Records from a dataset

━━━━━━━━━━━━━━━━━━━━━━━━━━━━━━

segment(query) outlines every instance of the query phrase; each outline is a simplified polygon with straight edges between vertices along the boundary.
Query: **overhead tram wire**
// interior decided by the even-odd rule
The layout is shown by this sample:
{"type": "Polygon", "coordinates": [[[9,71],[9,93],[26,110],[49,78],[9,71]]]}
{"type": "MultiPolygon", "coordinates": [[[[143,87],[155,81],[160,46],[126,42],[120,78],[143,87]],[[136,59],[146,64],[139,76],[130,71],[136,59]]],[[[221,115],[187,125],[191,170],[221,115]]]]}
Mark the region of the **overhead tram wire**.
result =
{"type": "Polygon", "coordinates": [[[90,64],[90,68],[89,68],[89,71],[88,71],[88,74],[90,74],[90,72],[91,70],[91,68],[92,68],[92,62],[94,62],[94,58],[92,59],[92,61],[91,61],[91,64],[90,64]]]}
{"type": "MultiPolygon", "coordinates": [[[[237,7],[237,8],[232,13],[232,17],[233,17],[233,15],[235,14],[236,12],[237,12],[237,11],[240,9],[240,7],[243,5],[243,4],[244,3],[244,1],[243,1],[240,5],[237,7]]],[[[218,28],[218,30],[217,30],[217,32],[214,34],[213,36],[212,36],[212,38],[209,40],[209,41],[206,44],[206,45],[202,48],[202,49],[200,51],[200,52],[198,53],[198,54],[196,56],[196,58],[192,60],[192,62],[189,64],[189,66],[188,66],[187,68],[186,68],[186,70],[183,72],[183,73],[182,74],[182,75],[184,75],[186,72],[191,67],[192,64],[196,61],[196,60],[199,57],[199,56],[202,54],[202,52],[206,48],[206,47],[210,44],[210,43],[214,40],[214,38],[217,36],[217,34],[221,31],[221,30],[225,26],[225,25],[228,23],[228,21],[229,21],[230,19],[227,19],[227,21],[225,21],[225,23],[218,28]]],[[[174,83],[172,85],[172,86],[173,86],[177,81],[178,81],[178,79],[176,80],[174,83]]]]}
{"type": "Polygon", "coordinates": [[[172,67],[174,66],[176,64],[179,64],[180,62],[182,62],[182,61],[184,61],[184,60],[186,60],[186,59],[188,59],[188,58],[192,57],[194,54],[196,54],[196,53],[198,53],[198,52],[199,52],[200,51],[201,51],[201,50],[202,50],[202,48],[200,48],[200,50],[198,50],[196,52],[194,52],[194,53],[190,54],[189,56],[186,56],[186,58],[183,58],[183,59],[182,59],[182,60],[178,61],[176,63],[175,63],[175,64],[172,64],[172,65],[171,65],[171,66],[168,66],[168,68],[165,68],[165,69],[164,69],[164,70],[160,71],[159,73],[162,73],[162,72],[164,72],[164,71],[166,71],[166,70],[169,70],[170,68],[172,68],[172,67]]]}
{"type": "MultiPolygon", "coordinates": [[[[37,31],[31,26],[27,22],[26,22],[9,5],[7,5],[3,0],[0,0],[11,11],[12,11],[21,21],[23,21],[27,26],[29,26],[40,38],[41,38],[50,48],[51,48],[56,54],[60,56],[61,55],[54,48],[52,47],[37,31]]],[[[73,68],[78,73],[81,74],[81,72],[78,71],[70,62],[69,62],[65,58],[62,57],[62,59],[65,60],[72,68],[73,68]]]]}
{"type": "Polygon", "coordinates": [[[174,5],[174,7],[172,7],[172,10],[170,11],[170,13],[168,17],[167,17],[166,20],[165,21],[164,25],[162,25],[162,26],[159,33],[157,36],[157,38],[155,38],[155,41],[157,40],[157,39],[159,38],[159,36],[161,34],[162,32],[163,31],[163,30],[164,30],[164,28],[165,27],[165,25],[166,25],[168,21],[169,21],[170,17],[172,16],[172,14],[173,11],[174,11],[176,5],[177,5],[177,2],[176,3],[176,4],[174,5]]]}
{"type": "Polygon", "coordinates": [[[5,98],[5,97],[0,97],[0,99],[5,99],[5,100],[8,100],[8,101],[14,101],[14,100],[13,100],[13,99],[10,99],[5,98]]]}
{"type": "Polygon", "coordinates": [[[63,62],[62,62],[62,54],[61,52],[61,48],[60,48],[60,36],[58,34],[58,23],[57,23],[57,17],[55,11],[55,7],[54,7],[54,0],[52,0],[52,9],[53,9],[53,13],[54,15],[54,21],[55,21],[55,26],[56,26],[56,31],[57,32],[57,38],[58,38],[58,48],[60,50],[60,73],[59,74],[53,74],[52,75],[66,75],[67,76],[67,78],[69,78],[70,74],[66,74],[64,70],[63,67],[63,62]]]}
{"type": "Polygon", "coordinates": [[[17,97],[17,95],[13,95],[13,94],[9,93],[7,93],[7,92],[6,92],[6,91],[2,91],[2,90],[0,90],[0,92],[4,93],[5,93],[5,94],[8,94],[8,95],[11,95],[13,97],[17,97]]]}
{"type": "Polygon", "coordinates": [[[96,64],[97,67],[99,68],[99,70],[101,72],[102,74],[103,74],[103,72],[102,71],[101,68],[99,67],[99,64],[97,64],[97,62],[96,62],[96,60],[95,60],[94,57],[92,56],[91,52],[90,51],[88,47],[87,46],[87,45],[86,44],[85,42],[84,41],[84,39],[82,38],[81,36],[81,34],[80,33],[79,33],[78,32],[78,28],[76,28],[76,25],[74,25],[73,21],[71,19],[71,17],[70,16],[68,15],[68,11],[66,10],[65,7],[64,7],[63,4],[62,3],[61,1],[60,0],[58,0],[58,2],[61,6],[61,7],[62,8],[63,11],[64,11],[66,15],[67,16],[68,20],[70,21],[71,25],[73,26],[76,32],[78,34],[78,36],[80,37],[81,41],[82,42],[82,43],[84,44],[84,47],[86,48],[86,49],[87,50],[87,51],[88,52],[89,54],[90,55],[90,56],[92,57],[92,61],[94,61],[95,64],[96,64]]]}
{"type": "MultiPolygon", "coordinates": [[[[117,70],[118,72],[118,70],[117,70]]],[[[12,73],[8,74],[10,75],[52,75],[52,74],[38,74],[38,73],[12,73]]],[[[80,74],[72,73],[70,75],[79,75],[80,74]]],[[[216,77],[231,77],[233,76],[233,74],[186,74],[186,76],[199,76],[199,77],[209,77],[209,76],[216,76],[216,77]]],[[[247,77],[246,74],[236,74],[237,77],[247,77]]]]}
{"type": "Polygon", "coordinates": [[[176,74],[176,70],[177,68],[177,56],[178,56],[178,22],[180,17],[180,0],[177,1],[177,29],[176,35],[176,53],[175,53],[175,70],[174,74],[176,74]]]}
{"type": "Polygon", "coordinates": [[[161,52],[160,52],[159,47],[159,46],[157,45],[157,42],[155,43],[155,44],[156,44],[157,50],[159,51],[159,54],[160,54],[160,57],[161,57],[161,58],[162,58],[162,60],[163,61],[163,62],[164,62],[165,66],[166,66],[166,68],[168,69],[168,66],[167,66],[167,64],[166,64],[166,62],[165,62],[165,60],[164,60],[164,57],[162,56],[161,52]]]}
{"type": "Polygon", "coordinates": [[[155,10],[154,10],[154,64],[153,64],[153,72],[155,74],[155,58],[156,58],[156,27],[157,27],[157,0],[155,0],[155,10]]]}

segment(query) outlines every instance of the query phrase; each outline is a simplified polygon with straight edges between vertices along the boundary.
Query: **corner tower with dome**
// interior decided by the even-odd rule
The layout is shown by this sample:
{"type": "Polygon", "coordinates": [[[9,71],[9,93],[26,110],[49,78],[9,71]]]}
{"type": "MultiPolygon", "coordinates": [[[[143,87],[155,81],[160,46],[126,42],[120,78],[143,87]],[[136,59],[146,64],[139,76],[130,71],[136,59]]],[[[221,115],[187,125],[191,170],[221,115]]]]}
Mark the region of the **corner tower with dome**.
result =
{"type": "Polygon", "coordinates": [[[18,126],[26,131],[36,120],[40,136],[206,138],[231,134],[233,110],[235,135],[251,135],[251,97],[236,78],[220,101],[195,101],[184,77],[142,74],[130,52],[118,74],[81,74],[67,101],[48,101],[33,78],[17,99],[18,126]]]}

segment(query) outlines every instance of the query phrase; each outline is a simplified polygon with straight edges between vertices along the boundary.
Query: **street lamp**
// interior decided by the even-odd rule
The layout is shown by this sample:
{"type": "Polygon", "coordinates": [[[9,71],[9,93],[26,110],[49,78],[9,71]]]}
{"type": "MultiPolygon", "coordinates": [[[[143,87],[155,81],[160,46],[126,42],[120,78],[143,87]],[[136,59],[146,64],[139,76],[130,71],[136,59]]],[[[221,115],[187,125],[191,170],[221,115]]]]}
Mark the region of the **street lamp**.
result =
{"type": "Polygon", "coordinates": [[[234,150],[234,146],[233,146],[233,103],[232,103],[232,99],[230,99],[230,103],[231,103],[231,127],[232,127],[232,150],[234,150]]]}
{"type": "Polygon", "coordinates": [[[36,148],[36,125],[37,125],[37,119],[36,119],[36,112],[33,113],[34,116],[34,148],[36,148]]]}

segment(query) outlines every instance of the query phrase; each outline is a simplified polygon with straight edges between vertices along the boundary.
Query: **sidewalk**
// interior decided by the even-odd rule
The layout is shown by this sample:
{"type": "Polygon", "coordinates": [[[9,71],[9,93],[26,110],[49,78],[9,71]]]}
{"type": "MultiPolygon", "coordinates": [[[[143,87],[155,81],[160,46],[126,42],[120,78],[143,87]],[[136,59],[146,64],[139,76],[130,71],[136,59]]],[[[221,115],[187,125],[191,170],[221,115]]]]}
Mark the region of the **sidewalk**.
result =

━━━━━━━━━━━━━━━━━━━━━━━━━━━━━━

• The exercise
Count the lines in the rows above that contain the word "region". Reply with the number alone.

• Task output
4